What to do: Each entry needs to be duplicated exactly.

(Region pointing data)

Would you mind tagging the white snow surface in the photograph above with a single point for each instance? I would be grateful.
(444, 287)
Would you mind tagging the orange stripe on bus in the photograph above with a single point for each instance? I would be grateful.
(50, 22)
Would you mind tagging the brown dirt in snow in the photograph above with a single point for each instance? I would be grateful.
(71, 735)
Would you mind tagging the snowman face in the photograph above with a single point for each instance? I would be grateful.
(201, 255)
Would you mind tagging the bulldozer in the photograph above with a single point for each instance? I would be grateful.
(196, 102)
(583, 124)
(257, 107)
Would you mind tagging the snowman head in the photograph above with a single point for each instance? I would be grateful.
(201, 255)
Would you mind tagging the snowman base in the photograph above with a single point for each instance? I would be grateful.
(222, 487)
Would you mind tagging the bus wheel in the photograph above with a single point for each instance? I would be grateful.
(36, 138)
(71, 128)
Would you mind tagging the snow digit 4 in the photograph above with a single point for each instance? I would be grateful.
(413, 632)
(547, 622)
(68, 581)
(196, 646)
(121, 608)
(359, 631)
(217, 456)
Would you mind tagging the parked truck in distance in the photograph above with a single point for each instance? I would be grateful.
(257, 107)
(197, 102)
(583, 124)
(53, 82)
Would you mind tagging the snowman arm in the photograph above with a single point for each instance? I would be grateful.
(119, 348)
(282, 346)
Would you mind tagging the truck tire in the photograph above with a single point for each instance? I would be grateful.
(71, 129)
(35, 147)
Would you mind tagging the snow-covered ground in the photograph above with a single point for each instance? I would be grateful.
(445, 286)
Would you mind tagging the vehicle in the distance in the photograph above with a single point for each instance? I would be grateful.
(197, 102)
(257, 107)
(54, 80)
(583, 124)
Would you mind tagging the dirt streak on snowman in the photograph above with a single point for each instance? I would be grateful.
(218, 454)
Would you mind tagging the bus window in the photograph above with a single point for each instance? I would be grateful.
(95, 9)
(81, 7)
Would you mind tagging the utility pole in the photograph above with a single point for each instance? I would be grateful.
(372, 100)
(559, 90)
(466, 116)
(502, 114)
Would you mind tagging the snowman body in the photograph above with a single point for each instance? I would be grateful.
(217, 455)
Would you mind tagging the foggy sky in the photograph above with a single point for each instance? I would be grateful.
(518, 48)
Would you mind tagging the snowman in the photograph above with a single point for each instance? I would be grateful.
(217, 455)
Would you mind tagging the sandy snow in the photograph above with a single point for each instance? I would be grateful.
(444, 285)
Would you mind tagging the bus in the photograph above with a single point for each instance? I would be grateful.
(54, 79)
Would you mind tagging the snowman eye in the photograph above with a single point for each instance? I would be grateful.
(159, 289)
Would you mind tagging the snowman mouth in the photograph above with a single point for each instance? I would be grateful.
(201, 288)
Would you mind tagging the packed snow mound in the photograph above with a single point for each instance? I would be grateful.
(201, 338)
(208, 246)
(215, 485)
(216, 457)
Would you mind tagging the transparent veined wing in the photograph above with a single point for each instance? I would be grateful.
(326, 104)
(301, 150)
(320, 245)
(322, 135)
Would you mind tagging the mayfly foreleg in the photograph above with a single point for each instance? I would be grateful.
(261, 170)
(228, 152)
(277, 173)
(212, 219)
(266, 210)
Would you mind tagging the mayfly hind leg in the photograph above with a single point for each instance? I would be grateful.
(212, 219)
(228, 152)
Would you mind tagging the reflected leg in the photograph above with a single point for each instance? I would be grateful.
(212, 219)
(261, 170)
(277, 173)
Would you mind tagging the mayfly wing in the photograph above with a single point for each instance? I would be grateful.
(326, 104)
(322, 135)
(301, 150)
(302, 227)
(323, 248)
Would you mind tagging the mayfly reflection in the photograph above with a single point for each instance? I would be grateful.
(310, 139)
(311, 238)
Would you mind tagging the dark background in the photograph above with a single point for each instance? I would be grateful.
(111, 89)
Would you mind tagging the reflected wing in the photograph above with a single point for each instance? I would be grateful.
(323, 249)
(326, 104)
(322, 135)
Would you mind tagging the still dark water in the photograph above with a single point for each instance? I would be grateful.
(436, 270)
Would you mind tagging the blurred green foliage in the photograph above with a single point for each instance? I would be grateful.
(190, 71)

Response area:
Would you mind tagging the white snow surface in the photograph above with a single point for each instance? I would be grateful.
(444, 287)
Would you mind tagging the orange stripe on bus in the photograph above with a single point for each instance? I would be grateful.
(50, 22)
Would you mind tagging the brown dirt in snow in the photograph above with a single point for each instance? I would be grateful.
(71, 735)
Would you mind tagging the snowman face in the photograph above with a single point for each instance? I would be grateful.
(201, 255)
Would you mind tagging the bulldozer in the photograph above with a single point for each instance? I would be grateful.
(196, 102)
(583, 124)
(257, 107)
Would you mind tagging the snowman head in the photograph above with a single point for each instance? I would be grateful.
(201, 255)
Would you mind tagging the snowman base in the photograph above with a single point for each instance? I would be grateful.
(222, 487)
Would you mind tagging the bus wheel in the photograph above with a single point for each instance? I would be grateful.
(36, 138)
(71, 128)
Would you mind tagging the snow digit 4 in the photograph above with a single point for each instance? I would be grateful.
(413, 632)
(547, 622)
(68, 581)
(196, 646)
(121, 608)
(359, 631)
(217, 456)
Would you mind tagging the parked truck in distance in the photograph above with a single point for each instance? I would be grateful.
(257, 107)
(197, 102)
(583, 124)
(53, 82)
Would you mind tagging the snowman arm in the photograph above with a single point for each instance? I would be grateful.
(119, 348)
(282, 346)
Would you mind tagging the truck tire in the photograph above with a single point for each instance? I would be grateful.
(71, 129)
(35, 147)
Would you mind tagging the snow-covered ground in the photograph above with a single point for each instance? I would be grateful.
(445, 286)
Would you mind tagging the vehicle in the distance in the photograph above with a single point for each instance? I would be grateful.
(197, 102)
(257, 107)
(54, 80)
(583, 124)
Would you mind tagging the dirt streak on snowman in the photograph above with a single point for each instance? I would be grateful.
(218, 454)
Would you mind tagging the bus window in the photograph above with a single point for each instance? I would be grateful.
(95, 9)
(81, 7)
Would you mind tagging the utility pole in the photograph above with a single point for each instance? I would be grateful.
(372, 100)
(559, 90)
(466, 116)
(502, 114)
Would you mind tagging the snowman body in the photograph above with a single point for each instance? I would be grateful.
(217, 455)
Would you mind tagging the foggy sky in the photograph above with a single point for each instance? I would be grateful.
(518, 48)
Would you mind tagging the snowman in the photograph above with a single point for each instance? I would be grateful.
(217, 455)
Would you mind tagging the sandy snow in the photograph above with a single point for each instance? I would be grateful.
(444, 285)
Would you mind tagging the bus in the photograph above with a single point for each instance? I would be grateful.
(54, 79)
Would you mind tagging the snowman eye in the photograph above with a single point for each instance? I would be grateful.
(159, 289)
Would you mind tagging the snowman mouth in the photograph above with a single point for each instance? I would be grateful.
(201, 288)
Would you mind tagging the packed snow mound in the photograph above with a single point for each instance? I would be grateful.
(201, 338)
(208, 246)
(215, 485)
(216, 457)
Would you mind tagging the transparent veined wing in the photograph above with a single point for each instance? I would be grateful.
(326, 104)
(301, 150)
(320, 245)
(322, 135)
Would you mind tagging the mayfly foreleg in the photograph above with a single point for each instance? I would be grateful.
(261, 170)
(228, 152)
(277, 173)
(212, 219)
(266, 210)
Would you mind tagging the mayfly hind leg in the photograph above with a single point for each instance? I would be grateful.
(212, 219)
(228, 152)
Would you mind tagging the reflected leg in the photograph above with a single point for each instance? I would be grateful.
(212, 219)
(261, 170)
(277, 173)
Would you mind tagging the mayfly wing in the photograph above with a single point for each instance? I would be grateful.
(326, 104)
(322, 135)
(301, 150)
(302, 227)
(323, 248)
Would you mind tagging the mayfly reflection in the photograph above with a single point for each instance? I would be grateful.
(310, 139)
(311, 238)
Would you mind tagging the dark background in the photograph above with a single point for each instance? I would be grateful.
(111, 89)
Would you mind tagging the reflected wing in the photograph above with a single point for each instance? I would be grateful.
(323, 249)
(326, 104)
(322, 135)
Would you mind tagging the still dark water in the photograph above with a single point for each instance? I would be grateful.
(436, 270)
Would you mind tagging the blurred green foliage in the photograph above with a single point for each instance? I would be grateful.
(190, 71)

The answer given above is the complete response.